### YOUR TASK
Set the following entries down again exactly, line by line.

### LISTED RECORDS
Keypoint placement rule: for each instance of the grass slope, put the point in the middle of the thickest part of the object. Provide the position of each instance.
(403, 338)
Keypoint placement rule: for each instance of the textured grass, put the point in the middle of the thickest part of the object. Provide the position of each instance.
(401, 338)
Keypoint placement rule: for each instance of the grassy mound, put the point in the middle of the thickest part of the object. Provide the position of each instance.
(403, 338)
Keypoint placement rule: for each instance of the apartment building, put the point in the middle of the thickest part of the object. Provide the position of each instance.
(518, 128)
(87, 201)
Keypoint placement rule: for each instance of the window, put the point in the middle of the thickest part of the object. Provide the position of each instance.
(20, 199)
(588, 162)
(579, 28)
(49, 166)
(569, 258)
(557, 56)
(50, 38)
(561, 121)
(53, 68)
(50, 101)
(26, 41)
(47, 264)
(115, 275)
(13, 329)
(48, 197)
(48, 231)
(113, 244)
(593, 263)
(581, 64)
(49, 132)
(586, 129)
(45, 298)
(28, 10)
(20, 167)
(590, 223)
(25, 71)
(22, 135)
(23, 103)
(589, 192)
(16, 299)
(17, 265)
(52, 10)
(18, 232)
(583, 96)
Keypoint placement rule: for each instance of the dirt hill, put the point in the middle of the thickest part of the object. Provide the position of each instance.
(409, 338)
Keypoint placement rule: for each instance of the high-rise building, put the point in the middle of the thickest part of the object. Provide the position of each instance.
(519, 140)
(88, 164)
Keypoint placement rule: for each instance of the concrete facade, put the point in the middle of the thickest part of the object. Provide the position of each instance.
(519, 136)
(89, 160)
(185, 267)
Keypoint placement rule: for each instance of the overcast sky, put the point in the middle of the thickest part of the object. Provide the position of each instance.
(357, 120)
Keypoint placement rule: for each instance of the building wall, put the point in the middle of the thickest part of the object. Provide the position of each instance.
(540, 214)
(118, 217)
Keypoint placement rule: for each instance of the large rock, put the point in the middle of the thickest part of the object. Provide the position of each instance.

### SOLUTION TO THIS EXERCISE
Keypoint placement rule: for each instance of the grass slope, put the point in the middle of the thickest part of the object. Provide the position of each instance.
(403, 338)
Keypoint placement rule: for each instance of the textured grass, put the point in the middle of the thickest part of the object. Provide the position of each instance.
(401, 338)
Keypoint placement rule: for each instance of the grassy mound, put the point in the middle of the thickest part of the object. Provide the position of each instance.
(403, 338)
Keypoint placement rule: for each instance of the apartment building, put the point in the middle of the thickest part of the object. Provide the position of each instance.
(518, 128)
(87, 201)
Keypoint placement rule: for each instance of the window, put the point in the middle of the thickest part of the object. Provide the position of each instance.
(20, 199)
(588, 162)
(579, 28)
(49, 166)
(569, 258)
(557, 56)
(50, 38)
(561, 121)
(53, 68)
(50, 101)
(26, 41)
(47, 264)
(115, 275)
(13, 329)
(48, 197)
(48, 231)
(113, 244)
(593, 263)
(581, 64)
(49, 132)
(586, 129)
(45, 298)
(28, 10)
(20, 167)
(590, 223)
(25, 71)
(22, 135)
(23, 103)
(589, 192)
(16, 299)
(17, 265)
(52, 10)
(18, 232)
(583, 96)
Keypoint placement rule: for each instance of the dirt hill, put the point in the middle of the thickest part of the object. Provide the position of each instance.
(409, 338)
Keypoint placement rule: for each instance of the high-rise building, put the point in the middle of the thickest part of the object. Provide the position of each instance.
(519, 140)
(88, 164)
Keypoint placement rule: for each instance of the concrete facade, put the point in the middle of the thickest part of the object. Provide the position of each instance.
(519, 136)
(89, 160)
(185, 267)
Keypoint placement rule: for each instance of the overcast sky, put the point in the middle of the thickest part of the object. Provide the position of each instance.
(357, 120)
Keypoint placement rule: for each instance of the building wall, put the point in the middle of the thickest part of the object. Provide the position of each instance.
(540, 214)
(118, 217)
Keypoint placement rule: for each instance of the large rock, put the point in the middle of the thickest part of the object. Provide the position of each instance.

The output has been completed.